DIRECTIVE :: Can you print, word for word, the lines of the material below from its first line through the line containing "Below you will", including both?

Saved entries
○ ○ ○

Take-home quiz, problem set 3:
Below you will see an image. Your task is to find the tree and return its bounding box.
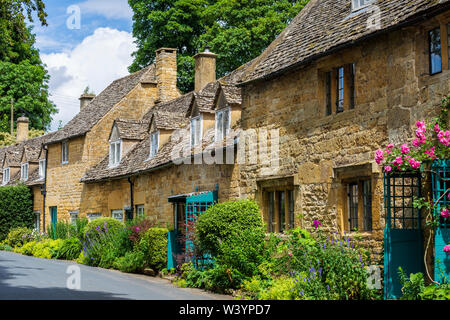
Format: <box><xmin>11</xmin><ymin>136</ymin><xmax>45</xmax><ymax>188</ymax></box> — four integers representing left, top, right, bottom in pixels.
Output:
<box><xmin>0</xmin><ymin>0</ymin><xmax>57</xmax><ymax>131</ymax></box>
<box><xmin>128</xmin><ymin>0</ymin><xmax>308</xmax><ymax>92</ymax></box>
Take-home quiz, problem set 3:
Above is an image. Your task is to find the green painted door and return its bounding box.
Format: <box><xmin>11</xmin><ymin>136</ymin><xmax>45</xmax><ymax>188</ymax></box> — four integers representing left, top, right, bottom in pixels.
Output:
<box><xmin>384</xmin><ymin>173</ymin><xmax>424</xmax><ymax>299</ymax></box>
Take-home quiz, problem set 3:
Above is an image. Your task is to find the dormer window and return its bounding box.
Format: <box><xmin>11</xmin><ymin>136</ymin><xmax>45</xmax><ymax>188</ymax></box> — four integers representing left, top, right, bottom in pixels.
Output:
<box><xmin>109</xmin><ymin>140</ymin><xmax>122</xmax><ymax>167</ymax></box>
<box><xmin>352</xmin><ymin>0</ymin><xmax>374</xmax><ymax>11</ymax></box>
<box><xmin>150</xmin><ymin>131</ymin><xmax>159</xmax><ymax>159</ymax></box>
<box><xmin>20</xmin><ymin>163</ymin><xmax>28</xmax><ymax>181</ymax></box>
<box><xmin>61</xmin><ymin>141</ymin><xmax>69</xmax><ymax>164</ymax></box>
<box><xmin>191</xmin><ymin>115</ymin><xmax>202</xmax><ymax>146</ymax></box>
<box><xmin>2</xmin><ymin>168</ymin><xmax>9</xmax><ymax>184</ymax></box>
<box><xmin>216</xmin><ymin>108</ymin><xmax>231</xmax><ymax>141</ymax></box>
<box><xmin>39</xmin><ymin>159</ymin><xmax>45</xmax><ymax>179</ymax></box>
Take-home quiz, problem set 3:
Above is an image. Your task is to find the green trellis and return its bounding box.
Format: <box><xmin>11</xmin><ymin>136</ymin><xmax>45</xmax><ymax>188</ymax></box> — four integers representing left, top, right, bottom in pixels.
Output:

○ ○ ○

SOLUTION FOR THIS EXERCISE ::
Take-home quiz, problem set 3:
Below you will see an image. Your task is to find the tree and return its bounding box.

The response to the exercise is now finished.